Vous avez aussi pris la direction de la Maison de Vie qui, depuis quinze ans, offre des séjours de repos aux personnes vivant avec le VIH. Comment se porte l’établissement?
C’est aujourd’hui financièrement le pôle le plus conséquent de dépenses avec neuf salariés. La Maison a accueilli plus de 2.000 personnes depuis son ouverture et tout est intégralement financé par la collecte de dons. Nous proposons des séjours de 8 à 11 jours, centrés sur la qualité de vie. L’objectif est de permettre de poser ses valises émotionnelles, d’échanger aussi avec des personnes qui ont des parcours ressemblants. Et puis, de donner des outils pour repartir du bon pied.
Tout est gratuit?
C’est notre philosophie, oui. Il y a une participation de principe qui varie de 6 et 24 euros par jour. Mais la plupart des profils sont aux minima sociaux. On s’est toujours aussi refusé de rentrer dans des obligations administratives, en faisant intervenir des aides sociales. Notre cœur de métier, c’est l’accompagnement. Et donc, on ne veut pas rentrer dans toutes ces obligations où on aurait un financement partiel, mais des obligations qui mettraient à mal notre qualité d’accompagnement. On reste indépendants.
Quelles sont vos ressources aujourd’hui?

— Données fournies —
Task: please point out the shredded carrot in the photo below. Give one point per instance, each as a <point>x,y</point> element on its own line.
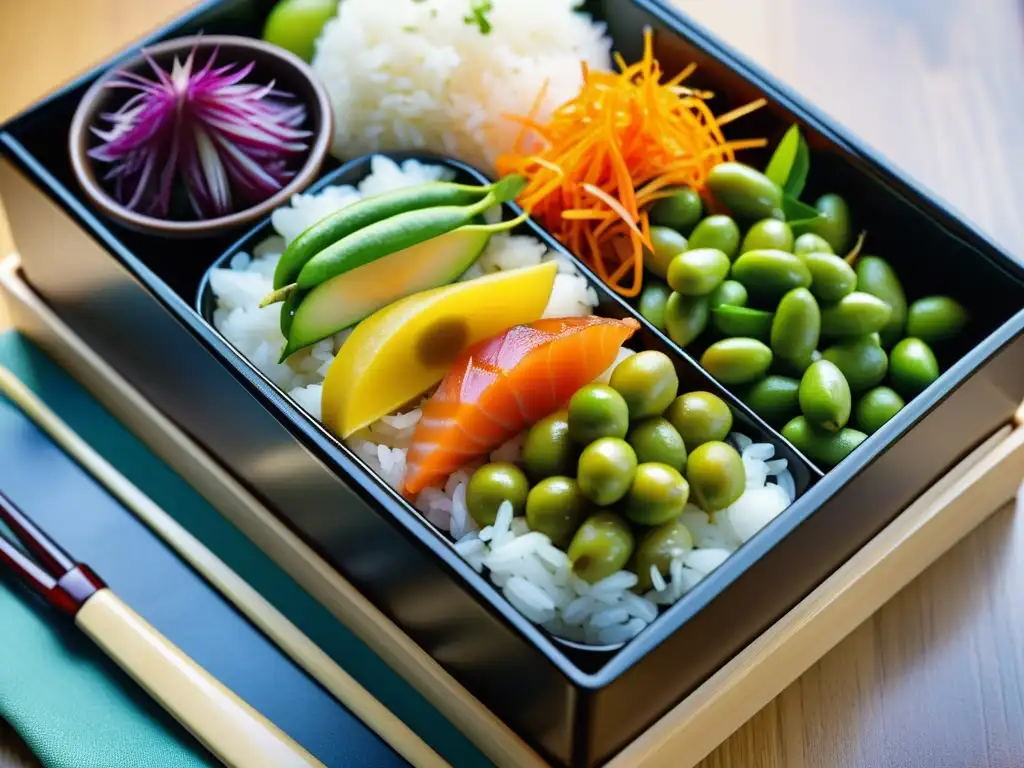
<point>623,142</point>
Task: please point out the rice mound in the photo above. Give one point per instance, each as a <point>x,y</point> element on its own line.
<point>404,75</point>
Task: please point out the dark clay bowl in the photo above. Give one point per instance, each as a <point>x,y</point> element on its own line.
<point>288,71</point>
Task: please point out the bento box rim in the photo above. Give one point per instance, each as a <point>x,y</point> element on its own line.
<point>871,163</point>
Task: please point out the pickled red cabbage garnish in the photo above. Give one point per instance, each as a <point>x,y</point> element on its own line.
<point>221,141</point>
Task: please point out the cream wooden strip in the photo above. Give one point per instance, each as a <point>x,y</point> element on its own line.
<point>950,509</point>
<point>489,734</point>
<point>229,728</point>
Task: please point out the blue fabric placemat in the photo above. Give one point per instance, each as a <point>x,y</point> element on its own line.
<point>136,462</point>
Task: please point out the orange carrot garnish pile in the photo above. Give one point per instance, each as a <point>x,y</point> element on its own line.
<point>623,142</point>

— Consignes —
a) D'après le texte, combien de personnes la Maison de Vie a-t-elle accueillies depuis son ouverture ?
b) Recopiez le passage du texte qui va de « Tout est gratuit? » à « vos ressources aujourd’hui? ».
Les lignes sont un matériau distinct du texte.

— Réponses numérotées —
a) Plus de 2.000 personnes.

b)
Tout est gratuit?
C’est notre philosophie, oui. Il y a une participation de principe qui varie de 6 et 24 euros par jour. Mais la plupart des profils sont aux minima sociaux. On s’est toujours aussi refusé de rentrer dans des obligations administratives, en faisant intervenir des aides sociales. Notre cœur de métier, c’est l’accompagnement. Et donc, on ne veut pas rentrer dans toutes ces obligations où on aurait un financement partiel, mais des obligations qui mettraient à mal notre qualité d’accompagnement. On reste indépendants.
Quelles sont vos ressources aujourd’hui?